Input:
+ + + +
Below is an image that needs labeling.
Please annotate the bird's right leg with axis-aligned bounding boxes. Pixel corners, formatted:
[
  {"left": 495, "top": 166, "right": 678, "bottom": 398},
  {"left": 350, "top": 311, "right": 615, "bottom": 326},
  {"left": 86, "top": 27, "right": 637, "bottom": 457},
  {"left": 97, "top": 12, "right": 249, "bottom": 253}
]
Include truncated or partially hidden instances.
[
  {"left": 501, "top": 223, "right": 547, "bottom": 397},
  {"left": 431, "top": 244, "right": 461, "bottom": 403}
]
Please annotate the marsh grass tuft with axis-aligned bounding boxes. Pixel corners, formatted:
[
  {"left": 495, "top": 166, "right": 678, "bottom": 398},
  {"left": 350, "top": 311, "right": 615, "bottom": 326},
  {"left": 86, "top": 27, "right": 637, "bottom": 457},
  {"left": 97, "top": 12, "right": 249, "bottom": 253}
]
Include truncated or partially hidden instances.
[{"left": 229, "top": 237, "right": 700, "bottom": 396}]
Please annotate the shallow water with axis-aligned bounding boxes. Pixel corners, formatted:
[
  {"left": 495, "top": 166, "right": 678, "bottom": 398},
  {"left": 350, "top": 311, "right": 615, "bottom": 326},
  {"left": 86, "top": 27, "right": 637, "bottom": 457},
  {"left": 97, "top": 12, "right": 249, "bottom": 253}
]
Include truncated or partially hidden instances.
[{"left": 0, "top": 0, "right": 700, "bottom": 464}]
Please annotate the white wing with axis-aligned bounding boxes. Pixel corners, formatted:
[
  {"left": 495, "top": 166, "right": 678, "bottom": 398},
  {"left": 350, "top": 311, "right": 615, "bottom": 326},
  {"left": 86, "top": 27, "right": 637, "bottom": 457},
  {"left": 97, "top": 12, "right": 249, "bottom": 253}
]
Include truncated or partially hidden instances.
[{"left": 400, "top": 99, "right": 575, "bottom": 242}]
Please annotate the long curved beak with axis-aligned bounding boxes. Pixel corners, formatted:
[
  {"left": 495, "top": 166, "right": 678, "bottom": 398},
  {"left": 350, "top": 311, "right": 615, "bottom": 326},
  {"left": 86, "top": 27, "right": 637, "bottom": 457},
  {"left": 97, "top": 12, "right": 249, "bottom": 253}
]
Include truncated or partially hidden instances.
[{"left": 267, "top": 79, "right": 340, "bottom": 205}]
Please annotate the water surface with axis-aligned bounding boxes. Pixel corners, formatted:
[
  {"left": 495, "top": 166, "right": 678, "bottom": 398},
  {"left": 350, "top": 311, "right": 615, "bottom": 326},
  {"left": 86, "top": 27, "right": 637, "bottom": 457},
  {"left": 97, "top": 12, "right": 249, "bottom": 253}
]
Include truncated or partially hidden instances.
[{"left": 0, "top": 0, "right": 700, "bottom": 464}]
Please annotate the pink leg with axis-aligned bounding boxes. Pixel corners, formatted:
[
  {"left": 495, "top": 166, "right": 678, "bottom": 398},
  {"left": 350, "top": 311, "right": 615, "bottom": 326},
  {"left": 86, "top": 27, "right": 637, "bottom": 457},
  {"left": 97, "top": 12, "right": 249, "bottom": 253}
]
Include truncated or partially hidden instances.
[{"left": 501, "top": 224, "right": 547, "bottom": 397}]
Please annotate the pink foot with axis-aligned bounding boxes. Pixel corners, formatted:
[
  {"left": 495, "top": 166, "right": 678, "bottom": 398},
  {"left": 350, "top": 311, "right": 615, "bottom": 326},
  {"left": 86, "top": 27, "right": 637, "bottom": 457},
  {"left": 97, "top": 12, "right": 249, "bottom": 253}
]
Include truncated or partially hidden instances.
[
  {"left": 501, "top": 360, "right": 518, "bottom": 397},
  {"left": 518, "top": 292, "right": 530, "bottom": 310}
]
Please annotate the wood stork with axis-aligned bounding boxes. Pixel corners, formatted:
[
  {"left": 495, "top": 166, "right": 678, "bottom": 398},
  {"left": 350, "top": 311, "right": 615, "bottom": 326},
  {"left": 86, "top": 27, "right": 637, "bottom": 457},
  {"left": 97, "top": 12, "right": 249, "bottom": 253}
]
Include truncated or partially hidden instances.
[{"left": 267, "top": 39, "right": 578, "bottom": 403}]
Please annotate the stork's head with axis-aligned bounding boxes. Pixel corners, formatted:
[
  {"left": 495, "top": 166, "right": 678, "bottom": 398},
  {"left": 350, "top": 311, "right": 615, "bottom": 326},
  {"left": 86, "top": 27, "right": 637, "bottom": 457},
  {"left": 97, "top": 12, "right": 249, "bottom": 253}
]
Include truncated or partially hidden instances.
+ + + +
Problem statement: Repeat all of the lines above, swapping each "partially hidden" for "partly occluded" and leaving everything else unchanged.

Exercise result:
Below is an image that needs labeling.
Please annotate the bird's right leg with axis-aligned bounding boxes. Pixel corners, formatted:
[
  {"left": 495, "top": 166, "right": 678, "bottom": 398},
  {"left": 350, "top": 311, "right": 615, "bottom": 326},
  {"left": 86, "top": 27, "right": 637, "bottom": 457},
  {"left": 97, "top": 12, "right": 249, "bottom": 253}
]
Include truncated or partly occluded instances.
[
  {"left": 501, "top": 223, "right": 547, "bottom": 397},
  {"left": 431, "top": 244, "right": 461, "bottom": 403}
]
Please annotate the marsh grass tuft with axis-aligned bounding boxes. Pixel corners, formatted:
[
  {"left": 495, "top": 166, "right": 678, "bottom": 398},
  {"left": 350, "top": 311, "right": 615, "bottom": 326},
  {"left": 86, "top": 27, "right": 637, "bottom": 457},
  {"left": 97, "top": 12, "right": 249, "bottom": 253}
]
Include truncated or partly occluded instances.
[{"left": 229, "top": 237, "right": 700, "bottom": 396}]
Please annotate the shallow water with axis-aligned bounding boxes. Pixel corners, formatted:
[
  {"left": 495, "top": 166, "right": 678, "bottom": 398},
  {"left": 350, "top": 311, "right": 615, "bottom": 326},
  {"left": 86, "top": 27, "right": 637, "bottom": 457},
  {"left": 97, "top": 12, "right": 249, "bottom": 253}
]
Include truncated or partly occluded instances.
[{"left": 0, "top": 0, "right": 700, "bottom": 464}]
Please annotate the white wing with axis-aligned bounding boxes. Pixel corners, formatted:
[
  {"left": 495, "top": 166, "right": 678, "bottom": 398},
  {"left": 350, "top": 311, "right": 615, "bottom": 326},
  {"left": 86, "top": 27, "right": 637, "bottom": 457},
  {"left": 97, "top": 12, "right": 249, "bottom": 253}
]
Include truncated or partly occluded instances.
[{"left": 400, "top": 99, "right": 575, "bottom": 242}]
Please annotate the long curved beak with axis-aligned bounding boxes. Pixel corners, formatted:
[
  {"left": 495, "top": 166, "right": 678, "bottom": 398},
  {"left": 350, "top": 311, "right": 615, "bottom": 326},
  {"left": 86, "top": 27, "right": 637, "bottom": 457},
  {"left": 97, "top": 12, "right": 249, "bottom": 253}
]
Include truncated or partly occluded instances.
[{"left": 267, "top": 79, "right": 340, "bottom": 205}]
Please annotate the water surface with axis-aligned bounding boxes. Pixel corners, formatted:
[
  {"left": 495, "top": 166, "right": 678, "bottom": 398},
  {"left": 350, "top": 311, "right": 615, "bottom": 326},
  {"left": 86, "top": 27, "right": 637, "bottom": 457},
  {"left": 97, "top": 12, "right": 249, "bottom": 253}
]
Include truncated or partly occluded instances.
[{"left": 0, "top": 0, "right": 700, "bottom": 464}]
Please annotate the pink leg with axis-aligned bounding boxes. Pixel corners, formatted:
[
  {"left": 495, "top": 166, "right": 678, "bottom": 398},
  {"left": 350, "top": 311, "right": 615, "bottom": 326},
  {"left": 86, "top": 27, "right": 637, "bottom": 457},
  {"left": 97, "top": 12, "right": 249, "bottom": 253}
]
Include truncated or partly occluded instances.
[{"left": 501, "top": 224, "right": 547, "bottom": 397}]
Please annotate the pink foot with axis-aligned bounding boxes. Pixel corners, formatted:
[
  {"left": 495, "top": 166, "right": 678, "bottom": 398},
  {"left": 350, "top": 311, "right": 615, "bottom": 326},
  {"left": 86, "top": 27, "right": 637, "bottom": 457},
  {"left": 97, "top": 12, "right": 249, "bottom": 253}
]
Include truncated or partly occluded instances.
[
  {"left": 501, "top": 360, "right": 518, "bottom": 397},
  {"left": 518, "top": 292, "right": 530, "bottom": 310}
]
Please annotate the wood stork with axis-aligned bounding boxes. Pixel corners, formatted:
[
  {"left": 495, "top": 166, "right": 678, "bottom": 398},
  {"left": 350, "top": 311, "right": 615, "bottom": 326},
  {"left": 86, "top": 27, "right": 637, "bottom": 457},
  {"left": 97, "top": 12, "right": 249, "bottom": 253}
]
Include truncated or partly occluded instances.
[{"left": 267, "top": 39, "right": 578, "bottom": 403}]
Please annotate the stork's head with axis-aligned bounding boxes. Pixel corners, formatted:
[
  {"left": 495, "top": 166, "right": 678, "bottom": 398},
  {"left": 350, "top": 311, "right": 615, "bottom": 326},
  {"left": 86, "top": 27, "right": 637, "bottom": 457},
  {"left": 97, "top": 12, "right": 249, "bottom": 253}
]
Include truncated or partly occluded instances.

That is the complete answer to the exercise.